- [About this exercise] What lines of the data below hold "blurred"? Show them.

(Items from a data source)
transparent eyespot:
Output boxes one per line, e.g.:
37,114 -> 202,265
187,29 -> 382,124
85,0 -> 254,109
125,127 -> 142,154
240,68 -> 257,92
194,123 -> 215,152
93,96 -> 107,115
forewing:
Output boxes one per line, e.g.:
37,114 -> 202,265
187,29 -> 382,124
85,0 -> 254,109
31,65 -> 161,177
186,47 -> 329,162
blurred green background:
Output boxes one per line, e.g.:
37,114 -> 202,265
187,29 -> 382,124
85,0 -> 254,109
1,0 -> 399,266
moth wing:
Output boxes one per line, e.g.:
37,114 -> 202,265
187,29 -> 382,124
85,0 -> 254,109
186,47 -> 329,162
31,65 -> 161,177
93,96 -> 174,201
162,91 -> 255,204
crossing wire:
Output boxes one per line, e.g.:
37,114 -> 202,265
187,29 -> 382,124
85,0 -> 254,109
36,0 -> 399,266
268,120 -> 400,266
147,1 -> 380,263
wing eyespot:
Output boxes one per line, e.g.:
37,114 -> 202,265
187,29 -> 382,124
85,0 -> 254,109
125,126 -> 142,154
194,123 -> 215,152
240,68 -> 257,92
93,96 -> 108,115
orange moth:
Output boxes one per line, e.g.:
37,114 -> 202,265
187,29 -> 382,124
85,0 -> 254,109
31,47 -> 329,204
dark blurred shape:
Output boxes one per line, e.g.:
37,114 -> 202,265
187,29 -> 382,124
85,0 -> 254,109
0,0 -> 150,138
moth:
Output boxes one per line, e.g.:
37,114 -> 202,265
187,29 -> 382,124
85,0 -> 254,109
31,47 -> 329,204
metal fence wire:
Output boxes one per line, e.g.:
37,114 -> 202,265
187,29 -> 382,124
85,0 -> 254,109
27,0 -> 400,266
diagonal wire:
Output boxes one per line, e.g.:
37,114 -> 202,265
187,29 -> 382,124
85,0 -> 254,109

- [Expected output]
blurred green background:
dark blurred shape:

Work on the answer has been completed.